SHORT EXERCISE
Find every line in the material below that contains the string "grey", matching case exactly, and copy each of those lines.

(Items from a dataset)
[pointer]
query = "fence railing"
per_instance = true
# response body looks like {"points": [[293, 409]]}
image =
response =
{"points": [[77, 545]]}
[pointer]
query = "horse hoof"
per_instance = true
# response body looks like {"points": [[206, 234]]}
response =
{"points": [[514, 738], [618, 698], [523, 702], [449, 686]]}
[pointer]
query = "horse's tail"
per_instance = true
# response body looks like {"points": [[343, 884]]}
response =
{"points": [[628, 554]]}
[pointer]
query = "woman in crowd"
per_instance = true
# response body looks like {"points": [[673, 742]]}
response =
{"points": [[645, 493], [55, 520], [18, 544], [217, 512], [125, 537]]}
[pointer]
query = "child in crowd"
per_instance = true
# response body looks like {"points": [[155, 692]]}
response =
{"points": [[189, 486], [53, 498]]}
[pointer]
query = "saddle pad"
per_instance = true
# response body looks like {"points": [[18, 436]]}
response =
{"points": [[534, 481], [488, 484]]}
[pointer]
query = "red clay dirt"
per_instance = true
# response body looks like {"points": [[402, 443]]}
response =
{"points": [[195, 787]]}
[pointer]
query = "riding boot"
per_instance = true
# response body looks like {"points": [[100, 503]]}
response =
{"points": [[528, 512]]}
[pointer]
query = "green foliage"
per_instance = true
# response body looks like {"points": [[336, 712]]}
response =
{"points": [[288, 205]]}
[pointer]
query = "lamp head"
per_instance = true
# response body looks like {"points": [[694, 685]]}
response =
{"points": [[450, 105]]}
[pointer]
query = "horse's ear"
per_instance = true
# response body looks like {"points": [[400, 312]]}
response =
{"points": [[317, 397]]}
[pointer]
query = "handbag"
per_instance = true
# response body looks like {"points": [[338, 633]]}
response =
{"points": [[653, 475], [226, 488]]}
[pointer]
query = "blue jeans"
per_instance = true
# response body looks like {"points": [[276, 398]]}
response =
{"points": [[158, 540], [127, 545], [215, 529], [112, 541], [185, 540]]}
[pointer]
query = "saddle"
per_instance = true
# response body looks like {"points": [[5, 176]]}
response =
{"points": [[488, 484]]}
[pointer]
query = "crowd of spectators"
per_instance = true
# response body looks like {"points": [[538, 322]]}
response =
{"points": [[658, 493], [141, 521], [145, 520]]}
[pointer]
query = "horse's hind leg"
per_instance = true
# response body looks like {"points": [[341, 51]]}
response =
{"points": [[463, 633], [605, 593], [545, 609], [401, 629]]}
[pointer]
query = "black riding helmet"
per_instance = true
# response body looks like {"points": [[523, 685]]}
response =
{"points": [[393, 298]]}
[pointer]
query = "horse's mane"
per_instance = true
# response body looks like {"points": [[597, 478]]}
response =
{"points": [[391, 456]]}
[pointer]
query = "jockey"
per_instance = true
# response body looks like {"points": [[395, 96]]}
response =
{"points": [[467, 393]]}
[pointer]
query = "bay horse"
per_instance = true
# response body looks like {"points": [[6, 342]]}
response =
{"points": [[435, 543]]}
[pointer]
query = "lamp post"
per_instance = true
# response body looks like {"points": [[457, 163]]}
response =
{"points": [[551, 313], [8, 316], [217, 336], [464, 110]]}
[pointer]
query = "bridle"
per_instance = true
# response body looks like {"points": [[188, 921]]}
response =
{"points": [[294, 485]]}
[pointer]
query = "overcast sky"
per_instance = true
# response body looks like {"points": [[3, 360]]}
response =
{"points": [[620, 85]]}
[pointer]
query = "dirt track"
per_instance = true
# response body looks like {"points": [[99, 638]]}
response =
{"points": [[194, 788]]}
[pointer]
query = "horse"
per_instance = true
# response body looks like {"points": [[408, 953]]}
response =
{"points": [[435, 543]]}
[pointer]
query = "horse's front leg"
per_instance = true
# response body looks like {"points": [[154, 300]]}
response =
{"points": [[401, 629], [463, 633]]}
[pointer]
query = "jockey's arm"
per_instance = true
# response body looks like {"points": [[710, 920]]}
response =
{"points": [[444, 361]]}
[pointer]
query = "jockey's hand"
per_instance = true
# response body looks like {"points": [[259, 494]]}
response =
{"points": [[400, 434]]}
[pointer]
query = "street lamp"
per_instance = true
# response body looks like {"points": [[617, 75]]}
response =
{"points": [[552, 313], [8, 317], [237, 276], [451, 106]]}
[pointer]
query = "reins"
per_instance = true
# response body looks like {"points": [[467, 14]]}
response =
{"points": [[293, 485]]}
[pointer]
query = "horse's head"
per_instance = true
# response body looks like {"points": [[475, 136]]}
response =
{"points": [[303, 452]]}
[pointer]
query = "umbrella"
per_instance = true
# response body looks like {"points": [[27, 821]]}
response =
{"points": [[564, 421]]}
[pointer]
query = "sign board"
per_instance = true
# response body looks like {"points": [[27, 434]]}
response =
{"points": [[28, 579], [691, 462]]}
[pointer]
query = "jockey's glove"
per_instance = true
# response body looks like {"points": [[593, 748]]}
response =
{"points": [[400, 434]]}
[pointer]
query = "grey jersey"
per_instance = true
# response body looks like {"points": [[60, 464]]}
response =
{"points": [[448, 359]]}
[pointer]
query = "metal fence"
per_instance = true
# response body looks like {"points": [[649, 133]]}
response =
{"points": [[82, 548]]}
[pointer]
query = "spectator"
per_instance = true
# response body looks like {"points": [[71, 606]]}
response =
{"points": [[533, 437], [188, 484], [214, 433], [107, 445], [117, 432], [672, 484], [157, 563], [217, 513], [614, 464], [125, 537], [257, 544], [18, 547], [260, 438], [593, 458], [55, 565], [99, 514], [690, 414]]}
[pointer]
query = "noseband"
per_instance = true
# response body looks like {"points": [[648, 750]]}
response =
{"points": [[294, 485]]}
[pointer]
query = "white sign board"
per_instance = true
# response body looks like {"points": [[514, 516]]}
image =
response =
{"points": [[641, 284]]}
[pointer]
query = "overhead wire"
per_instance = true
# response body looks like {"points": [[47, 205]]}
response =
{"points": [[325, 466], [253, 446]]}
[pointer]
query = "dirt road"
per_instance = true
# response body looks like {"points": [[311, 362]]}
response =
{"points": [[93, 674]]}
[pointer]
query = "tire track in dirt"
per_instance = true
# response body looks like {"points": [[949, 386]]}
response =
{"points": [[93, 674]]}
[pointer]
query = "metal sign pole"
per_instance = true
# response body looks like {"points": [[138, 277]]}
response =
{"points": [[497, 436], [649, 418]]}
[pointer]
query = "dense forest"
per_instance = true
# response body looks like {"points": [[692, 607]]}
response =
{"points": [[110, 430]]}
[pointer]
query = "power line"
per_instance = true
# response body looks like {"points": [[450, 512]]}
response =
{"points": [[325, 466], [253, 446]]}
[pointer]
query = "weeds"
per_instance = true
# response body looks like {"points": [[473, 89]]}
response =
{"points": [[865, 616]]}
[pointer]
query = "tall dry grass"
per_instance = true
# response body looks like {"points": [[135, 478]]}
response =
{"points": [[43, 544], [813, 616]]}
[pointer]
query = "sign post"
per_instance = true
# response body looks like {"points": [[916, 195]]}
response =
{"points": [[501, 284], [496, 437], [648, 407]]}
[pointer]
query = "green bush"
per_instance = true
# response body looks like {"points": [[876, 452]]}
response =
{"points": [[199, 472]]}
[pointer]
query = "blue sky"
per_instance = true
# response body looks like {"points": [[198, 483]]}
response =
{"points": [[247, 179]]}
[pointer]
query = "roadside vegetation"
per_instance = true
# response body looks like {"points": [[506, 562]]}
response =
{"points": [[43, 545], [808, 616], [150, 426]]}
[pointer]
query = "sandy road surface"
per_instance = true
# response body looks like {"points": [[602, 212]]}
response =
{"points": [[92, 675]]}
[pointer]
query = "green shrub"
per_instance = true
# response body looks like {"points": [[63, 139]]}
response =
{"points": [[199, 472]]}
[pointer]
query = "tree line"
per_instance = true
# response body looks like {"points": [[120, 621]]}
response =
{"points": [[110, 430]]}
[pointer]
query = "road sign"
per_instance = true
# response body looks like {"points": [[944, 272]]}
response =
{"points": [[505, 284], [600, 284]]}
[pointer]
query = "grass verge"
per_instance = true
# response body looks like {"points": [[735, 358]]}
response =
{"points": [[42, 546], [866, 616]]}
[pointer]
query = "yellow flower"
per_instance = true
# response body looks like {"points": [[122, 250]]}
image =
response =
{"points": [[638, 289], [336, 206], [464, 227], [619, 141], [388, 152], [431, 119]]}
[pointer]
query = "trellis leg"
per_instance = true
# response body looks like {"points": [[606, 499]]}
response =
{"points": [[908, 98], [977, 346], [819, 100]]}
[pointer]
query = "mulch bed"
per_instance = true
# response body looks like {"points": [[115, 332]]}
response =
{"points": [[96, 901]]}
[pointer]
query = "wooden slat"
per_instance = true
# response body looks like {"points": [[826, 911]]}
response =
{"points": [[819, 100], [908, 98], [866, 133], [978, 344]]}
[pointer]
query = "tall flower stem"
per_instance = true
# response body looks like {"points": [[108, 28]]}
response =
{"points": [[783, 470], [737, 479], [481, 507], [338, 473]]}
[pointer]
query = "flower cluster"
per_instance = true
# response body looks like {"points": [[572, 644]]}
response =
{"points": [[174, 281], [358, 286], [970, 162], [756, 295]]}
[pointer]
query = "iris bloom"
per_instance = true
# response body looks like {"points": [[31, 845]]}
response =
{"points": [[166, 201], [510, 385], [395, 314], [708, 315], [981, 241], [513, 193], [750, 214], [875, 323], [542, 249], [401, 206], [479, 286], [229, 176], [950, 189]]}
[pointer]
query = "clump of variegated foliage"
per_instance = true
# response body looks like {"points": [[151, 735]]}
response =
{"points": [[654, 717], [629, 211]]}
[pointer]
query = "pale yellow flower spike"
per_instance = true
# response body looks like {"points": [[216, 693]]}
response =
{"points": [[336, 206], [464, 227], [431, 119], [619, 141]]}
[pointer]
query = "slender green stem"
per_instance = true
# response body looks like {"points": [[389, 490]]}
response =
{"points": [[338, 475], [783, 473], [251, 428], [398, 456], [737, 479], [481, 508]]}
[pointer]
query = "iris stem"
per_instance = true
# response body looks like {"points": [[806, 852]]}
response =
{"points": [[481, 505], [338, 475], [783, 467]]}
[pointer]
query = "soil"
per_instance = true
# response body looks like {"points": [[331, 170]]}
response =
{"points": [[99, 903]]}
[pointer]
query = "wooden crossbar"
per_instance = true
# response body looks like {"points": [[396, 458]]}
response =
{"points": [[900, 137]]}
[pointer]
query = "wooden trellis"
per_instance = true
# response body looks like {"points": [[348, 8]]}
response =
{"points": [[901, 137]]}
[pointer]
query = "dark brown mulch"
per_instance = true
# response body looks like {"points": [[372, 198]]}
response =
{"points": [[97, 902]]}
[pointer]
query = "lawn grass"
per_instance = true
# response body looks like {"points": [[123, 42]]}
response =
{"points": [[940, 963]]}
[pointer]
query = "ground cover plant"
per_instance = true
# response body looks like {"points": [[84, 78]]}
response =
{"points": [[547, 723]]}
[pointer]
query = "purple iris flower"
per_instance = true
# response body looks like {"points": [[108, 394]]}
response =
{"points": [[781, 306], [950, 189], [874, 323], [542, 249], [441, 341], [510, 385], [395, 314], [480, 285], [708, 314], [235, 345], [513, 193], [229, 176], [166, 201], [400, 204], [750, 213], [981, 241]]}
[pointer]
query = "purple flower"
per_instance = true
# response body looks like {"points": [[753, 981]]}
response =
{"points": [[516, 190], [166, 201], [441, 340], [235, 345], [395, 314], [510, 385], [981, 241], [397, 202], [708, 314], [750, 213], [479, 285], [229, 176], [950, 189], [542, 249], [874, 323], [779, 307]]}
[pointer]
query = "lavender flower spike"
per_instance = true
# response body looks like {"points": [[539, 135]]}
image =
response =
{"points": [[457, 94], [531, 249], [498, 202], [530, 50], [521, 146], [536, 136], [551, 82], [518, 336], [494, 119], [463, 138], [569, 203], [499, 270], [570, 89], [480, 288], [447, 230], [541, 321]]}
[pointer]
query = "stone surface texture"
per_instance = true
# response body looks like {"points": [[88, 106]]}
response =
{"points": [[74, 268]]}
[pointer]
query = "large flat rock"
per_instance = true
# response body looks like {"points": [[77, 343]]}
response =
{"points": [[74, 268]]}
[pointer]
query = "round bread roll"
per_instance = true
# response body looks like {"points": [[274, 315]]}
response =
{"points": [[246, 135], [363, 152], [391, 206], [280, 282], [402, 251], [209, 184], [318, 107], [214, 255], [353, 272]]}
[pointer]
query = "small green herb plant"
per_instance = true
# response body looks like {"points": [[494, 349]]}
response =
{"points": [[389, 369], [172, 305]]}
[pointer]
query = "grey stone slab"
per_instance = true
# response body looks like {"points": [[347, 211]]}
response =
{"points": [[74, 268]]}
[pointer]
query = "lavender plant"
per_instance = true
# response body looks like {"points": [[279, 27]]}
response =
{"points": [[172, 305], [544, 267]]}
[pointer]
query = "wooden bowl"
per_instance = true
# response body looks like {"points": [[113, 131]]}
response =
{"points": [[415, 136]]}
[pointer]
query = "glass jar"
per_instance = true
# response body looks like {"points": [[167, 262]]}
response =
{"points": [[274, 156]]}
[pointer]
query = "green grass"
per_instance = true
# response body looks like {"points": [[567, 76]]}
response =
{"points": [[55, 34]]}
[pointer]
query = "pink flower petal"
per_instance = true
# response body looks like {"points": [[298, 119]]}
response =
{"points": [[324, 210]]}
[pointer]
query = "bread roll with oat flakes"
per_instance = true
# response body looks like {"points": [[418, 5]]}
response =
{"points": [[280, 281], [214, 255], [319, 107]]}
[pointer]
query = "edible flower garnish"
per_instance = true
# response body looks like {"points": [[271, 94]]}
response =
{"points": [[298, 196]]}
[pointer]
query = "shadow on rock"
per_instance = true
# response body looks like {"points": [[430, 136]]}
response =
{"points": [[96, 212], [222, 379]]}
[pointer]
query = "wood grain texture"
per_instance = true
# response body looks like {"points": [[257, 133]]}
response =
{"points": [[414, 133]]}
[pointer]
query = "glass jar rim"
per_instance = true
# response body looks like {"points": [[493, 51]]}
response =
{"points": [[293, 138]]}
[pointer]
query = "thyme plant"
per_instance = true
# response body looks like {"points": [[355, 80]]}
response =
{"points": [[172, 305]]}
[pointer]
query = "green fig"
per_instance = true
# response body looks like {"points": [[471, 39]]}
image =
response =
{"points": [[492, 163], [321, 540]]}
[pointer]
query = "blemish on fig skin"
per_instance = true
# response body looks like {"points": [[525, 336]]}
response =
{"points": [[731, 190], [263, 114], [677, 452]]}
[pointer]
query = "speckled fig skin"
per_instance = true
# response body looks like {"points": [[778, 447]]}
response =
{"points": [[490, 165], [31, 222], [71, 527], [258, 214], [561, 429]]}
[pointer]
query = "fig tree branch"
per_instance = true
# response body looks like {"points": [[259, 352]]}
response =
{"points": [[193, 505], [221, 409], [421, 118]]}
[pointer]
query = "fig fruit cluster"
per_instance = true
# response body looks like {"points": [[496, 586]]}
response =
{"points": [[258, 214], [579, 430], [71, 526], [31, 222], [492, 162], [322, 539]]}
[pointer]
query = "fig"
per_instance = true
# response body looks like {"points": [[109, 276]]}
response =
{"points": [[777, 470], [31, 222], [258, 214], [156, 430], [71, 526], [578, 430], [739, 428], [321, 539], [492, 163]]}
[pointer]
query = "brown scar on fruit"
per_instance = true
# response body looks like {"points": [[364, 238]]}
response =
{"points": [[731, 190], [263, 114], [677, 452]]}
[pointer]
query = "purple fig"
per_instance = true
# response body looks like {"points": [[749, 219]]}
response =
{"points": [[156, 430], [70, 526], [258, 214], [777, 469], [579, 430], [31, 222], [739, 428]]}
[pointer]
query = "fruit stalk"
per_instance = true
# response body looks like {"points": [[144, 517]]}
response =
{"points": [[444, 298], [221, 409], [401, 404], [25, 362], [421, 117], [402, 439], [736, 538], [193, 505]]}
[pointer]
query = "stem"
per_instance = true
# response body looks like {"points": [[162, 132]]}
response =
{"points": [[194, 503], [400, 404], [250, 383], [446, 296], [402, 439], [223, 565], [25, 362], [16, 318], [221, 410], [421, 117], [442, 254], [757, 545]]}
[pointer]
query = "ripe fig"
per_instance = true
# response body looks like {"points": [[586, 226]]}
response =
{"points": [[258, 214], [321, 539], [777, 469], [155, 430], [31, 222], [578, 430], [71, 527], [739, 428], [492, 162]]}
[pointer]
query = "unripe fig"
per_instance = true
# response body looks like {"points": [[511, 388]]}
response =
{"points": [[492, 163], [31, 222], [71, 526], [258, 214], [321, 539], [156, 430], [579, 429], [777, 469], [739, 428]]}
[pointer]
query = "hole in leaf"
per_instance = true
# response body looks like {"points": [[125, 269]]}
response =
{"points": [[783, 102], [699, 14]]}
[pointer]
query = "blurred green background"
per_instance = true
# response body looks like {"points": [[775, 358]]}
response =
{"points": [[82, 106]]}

IN RESPONSE
query = "grey jersey"
query = "grey stone slab"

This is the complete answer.